## REQUEST
Starting at the line that contains "of the police" and continuing through the end of the entries, write out every line again in full, adding -54 to each x and y coordinate in the answers.

## DATASET ENTRIES
»»

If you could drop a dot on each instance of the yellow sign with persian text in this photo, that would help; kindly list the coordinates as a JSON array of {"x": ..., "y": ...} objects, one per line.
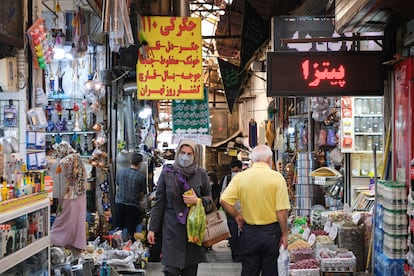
[{"x": 170, "y": 59}]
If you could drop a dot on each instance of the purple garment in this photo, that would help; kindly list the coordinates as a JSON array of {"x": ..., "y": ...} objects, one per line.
[{"x": 69, "y": 229}]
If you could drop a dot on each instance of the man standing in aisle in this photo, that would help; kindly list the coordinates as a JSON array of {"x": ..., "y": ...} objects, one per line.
[
  {"x": 131, "y": 189},
  {"x": 264, "y": 201},
  {"x": 234, "y": 240}
]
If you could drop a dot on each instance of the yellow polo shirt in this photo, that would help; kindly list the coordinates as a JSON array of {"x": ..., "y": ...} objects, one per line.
[{"x": 261, "y": 192}]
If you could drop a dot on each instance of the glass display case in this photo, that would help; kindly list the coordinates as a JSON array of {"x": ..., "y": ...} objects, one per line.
[{"x": 24, "y": 232}]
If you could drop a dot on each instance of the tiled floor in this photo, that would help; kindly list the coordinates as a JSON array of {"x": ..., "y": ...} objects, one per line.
[{"x": 219, "y": 263}]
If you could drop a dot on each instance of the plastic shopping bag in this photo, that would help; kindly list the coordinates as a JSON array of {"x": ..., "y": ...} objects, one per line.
[
  {"x": 196, "y": 223},
  {"x": 283, "y": 261}
]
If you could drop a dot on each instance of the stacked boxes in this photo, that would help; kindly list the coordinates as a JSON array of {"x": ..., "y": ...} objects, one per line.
[
  {"x": 391, "y": 228},
  {"x": 304, "y": 188}
]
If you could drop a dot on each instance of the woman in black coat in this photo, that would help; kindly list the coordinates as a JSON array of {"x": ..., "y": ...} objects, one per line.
[{"x": 170, "y": 210}]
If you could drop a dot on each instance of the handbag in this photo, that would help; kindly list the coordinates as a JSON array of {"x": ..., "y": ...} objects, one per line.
[{"x": 216, "y": 227}]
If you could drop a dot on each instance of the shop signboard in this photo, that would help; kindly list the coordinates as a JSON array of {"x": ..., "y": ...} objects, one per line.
[
  {"x": 324, "y": 73},
  {"x": 170, "y": 58},
  {"x": 191, "y": 119}
]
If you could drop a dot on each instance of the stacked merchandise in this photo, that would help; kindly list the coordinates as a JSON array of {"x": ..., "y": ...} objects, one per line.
[
  {"x": 304, "y": 188},
  {"x": 302, "y": 256},
  {"x": 391, "y": 228}
]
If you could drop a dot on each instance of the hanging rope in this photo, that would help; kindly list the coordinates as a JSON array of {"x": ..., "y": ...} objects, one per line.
[{"x": 252, "y": 133}]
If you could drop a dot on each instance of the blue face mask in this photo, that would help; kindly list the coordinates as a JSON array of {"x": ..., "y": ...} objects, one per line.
[{"x": 185, "y": 160}]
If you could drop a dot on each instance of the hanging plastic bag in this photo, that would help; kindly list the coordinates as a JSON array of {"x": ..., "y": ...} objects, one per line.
[
  {"x": 283, "y": 261},
  {"x": 196, "y": 223}
]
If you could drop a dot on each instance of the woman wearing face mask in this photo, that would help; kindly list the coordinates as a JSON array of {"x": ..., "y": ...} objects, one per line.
[{"x": 169, "y": 213}]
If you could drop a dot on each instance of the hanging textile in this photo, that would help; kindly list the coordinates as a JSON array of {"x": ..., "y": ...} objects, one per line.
[
  {"x": 270, "y": 133},
  {"x": 252, "y": 133}
]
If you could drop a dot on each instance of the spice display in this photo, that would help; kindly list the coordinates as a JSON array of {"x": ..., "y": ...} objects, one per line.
[{"x": 305, "y": 264}]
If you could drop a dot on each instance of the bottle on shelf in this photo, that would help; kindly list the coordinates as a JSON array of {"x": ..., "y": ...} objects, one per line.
[{"x": 69, "y": 122}]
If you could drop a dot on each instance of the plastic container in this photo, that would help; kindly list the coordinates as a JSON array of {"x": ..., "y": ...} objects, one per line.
[
  {"x": 395, "y": 242},
  {"x": 385, "y": 266},
  {"x": 338, "y": 264},
  {"x": 304, "y": 272},
  {"x": 379, "y": 239}
]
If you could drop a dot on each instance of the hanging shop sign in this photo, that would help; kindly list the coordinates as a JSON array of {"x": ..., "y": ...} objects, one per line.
[
  {"x": 170, "y": 58},
  {"x": 191, "y": 119},
  {"x": 255, "y": 34},
  {"x": 232, "y": 78},
  {"x": 324, "y": 73}
]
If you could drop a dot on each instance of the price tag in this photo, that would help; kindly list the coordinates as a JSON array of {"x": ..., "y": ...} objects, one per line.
[
  {"x": 333, "y": 232},
  {"x": 356, "y": 217},
  {"x": 320, "y": 180},
  {"x": 312, "y": 239},
  {"x": 305, "y": 234},
  {"x": 327, "y": 226}
]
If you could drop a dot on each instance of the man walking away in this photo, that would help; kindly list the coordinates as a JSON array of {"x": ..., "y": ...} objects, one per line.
[{"x": 264, "y": 202}]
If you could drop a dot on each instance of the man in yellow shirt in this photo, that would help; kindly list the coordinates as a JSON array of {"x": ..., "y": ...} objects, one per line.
[{"x": 264, "y": 203}]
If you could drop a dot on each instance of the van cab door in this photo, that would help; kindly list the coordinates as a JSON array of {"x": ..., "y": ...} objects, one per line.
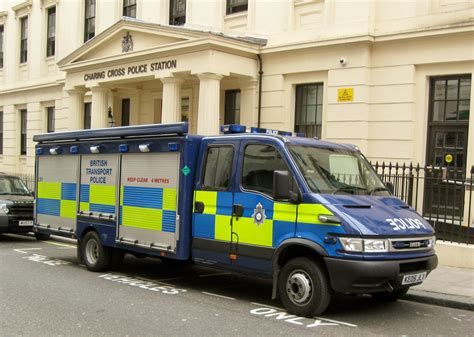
[
  {"x": 213, "y": 200},
  {"x": 263, "y": 222}
]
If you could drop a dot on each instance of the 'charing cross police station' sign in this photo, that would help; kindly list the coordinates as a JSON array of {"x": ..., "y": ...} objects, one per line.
[{"x": 130, "y": 70}]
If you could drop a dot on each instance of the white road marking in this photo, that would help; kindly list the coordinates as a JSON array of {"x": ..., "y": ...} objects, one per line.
[
  {"x": 338, "y": 322},
  {"x": 220, "y": 296},
  {"x": 24, "y": 250},
  {"x": 214, "y": 274},
  {"x": 60, "y": 244}
]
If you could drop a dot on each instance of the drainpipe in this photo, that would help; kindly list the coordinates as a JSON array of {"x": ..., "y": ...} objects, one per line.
[{"x": 260, "y": 75}]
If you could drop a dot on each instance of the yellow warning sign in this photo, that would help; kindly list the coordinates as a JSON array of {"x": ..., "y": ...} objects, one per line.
[
  {"x": 345, "y": 94},
  {"x": 448, "y": 158}
]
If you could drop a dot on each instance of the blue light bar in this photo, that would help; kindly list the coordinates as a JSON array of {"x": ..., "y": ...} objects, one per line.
[
  {"x": 123, "y": 148},
  {"x": 233, "y": 128},
  {"x": 173, "y": 147},
  {"x": 270, "y": 131}
]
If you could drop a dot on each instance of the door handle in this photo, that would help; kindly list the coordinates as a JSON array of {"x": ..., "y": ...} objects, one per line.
[
  {"x": 198, "y": 207},
  {"x": 237, "y": 210}
]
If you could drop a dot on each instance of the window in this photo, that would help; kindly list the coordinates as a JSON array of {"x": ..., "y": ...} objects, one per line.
[
  {"x": 450, "y": 98},
  {"x": 177, "y": 12},
  {"x": 126, "y": 112},
  {"x": 309, "y": 109},
  {"x": 23, "y": 125},
  {"x": 235, "y": 6},
  {"x": 218, "y": 167},
  {"x": 89, "y": 20},
  {"x": 1, "y": 46},
  {"x": 50, "y": 111},
  {"x": 259, "y": 163},
  {"x": 24, "y": 39},
  {"x": 51, "y": 33},
  {"x": 232, "y": 107},
  {"x": 87, "y": 115},
  {"x": 1, "y": 132},
  {"x": 130, "y": 8}
]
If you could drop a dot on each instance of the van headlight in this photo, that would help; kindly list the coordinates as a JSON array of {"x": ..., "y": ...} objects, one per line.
[
  {"x": 3, "y": 209},
  {"x": 364, "y": 245}
]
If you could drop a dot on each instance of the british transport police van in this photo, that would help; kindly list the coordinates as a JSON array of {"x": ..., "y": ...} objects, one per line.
[{"x": 310, "y": 215}]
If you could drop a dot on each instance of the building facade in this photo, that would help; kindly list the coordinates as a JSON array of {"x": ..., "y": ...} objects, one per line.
[{"x": 392, "y": 77}]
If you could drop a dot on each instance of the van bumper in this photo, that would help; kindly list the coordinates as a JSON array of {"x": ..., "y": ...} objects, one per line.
[{"x": 362, "y": 277}]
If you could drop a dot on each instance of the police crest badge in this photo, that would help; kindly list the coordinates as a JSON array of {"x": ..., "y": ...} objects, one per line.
[{"x": 259, "y": 214}]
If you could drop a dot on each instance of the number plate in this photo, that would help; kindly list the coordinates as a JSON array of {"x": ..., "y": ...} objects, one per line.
[
  {"x": 25, "y": 223},
  {"x": 413, "y": 278}
]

««

## FULL SOLUTION
If you could drop a dot on each instance of the police crest badge in this photo, that would help; kindly list the coordinates as a JSON array of {"x": ..., "y": ...} objects, one per line.
[{"x": 205, "y": 160}]
If you could drop a dot on each instance of the number plate in this photo, that would help; kindly list the coordinates as a JSON array of {"x": ..., "y": ...} objects, one per line.
[
  {"x": -29, "y": 169},
  {"x": 359, "y": 224}
]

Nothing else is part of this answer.